= Work to be completed =
Word for word, return each entry that follows, with every image removed.

= Saved entries =
*** Block opens ***

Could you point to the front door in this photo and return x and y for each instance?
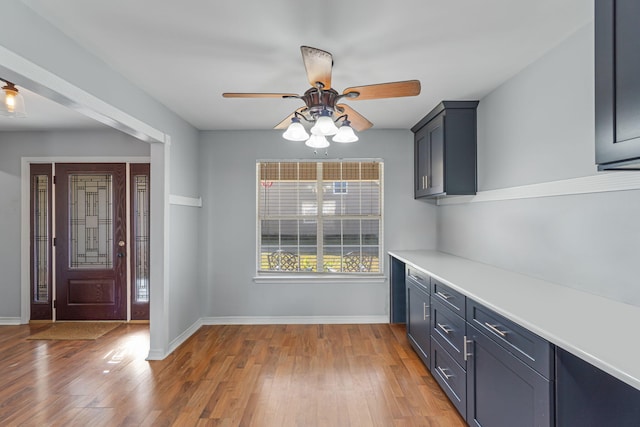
(90, 243)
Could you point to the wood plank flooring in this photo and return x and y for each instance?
(265, 375)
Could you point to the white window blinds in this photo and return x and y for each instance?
(321, 217)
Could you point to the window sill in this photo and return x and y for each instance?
(319, 278)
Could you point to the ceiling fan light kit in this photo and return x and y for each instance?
(12, 102)
(321, 103)
(345, 133)
(295, 131)
(317, 141)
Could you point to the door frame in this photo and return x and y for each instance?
(26, 163)
(48, 84)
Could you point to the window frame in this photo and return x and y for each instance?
(268, 276)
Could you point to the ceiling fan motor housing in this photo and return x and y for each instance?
(318, 99)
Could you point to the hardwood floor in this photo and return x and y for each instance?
(266, 375)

*** Block closes ***

= Expected answer =
Could you point to the front door in this photo and return x and y for each instance?
(90, 243)
Could you point to the wood plank flooring in this photo and return x and y for each instance?
(265, 375)
Could you point to the white window blinds in this photo and return x and y for each instance?
(321, 217)
Could you point to the window sill in this photo and return x and y for each instance?
(319, 278)
Could you point to the ceiling fan light kit in this photo and return x and y for each instance?
(12, 102)
(321, 103)
(345, 133)
(295, 131)
(317, 141)
Could you point to the door frame in this photo and return x and y for each instance?
(26, 163)
(48, 84)
Could you point to the window frame in this photo and return x and y for each instance?
(268, 276)
Could you point to the ceiling fan motor housing in this photo and return x and y for each instance?
(318, 99)
Could you point to the hardwood floor in this photo and return x and y for each instance?
(266, 375)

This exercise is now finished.